▸ **Data for this exercise**:
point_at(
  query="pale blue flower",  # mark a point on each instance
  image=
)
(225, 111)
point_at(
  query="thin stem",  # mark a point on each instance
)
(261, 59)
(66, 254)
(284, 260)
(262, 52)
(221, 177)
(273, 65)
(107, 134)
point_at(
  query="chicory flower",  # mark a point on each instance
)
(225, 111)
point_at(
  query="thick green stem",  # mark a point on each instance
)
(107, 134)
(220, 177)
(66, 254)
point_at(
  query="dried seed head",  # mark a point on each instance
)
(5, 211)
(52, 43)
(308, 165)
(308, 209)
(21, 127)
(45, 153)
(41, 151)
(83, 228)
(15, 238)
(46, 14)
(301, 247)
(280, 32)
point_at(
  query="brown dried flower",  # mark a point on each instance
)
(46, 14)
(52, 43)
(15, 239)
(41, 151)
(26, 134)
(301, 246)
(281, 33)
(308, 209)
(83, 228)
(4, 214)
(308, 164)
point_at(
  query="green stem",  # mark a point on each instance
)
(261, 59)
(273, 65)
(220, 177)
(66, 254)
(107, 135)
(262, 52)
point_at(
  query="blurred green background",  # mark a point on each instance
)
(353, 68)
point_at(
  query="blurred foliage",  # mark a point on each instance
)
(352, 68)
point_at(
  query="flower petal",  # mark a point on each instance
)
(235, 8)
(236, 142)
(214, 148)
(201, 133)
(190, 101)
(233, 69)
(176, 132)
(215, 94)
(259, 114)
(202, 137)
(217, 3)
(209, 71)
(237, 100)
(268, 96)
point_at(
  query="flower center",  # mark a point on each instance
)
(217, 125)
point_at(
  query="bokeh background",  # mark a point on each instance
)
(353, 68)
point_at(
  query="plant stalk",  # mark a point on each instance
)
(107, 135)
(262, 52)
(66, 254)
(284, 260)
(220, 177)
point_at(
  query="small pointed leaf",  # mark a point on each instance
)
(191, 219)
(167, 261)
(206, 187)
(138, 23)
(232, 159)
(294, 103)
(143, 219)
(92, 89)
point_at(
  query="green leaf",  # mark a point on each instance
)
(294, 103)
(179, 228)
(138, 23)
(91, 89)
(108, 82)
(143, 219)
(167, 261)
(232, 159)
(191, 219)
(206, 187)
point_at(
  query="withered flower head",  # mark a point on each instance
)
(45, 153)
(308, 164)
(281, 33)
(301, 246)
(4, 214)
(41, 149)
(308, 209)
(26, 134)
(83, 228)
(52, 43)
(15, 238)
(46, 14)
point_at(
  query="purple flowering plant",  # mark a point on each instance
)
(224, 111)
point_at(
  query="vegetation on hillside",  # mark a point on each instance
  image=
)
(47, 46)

...

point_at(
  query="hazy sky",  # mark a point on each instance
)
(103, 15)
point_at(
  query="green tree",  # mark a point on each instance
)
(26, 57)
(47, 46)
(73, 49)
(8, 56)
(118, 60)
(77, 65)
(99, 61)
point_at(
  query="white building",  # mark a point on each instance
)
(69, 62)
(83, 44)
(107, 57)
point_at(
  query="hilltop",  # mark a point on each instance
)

▸ **Directions for this task**:
The count, and nothing else: how many lines of the entries contain the word "dried"?

▸ **Task result**:
2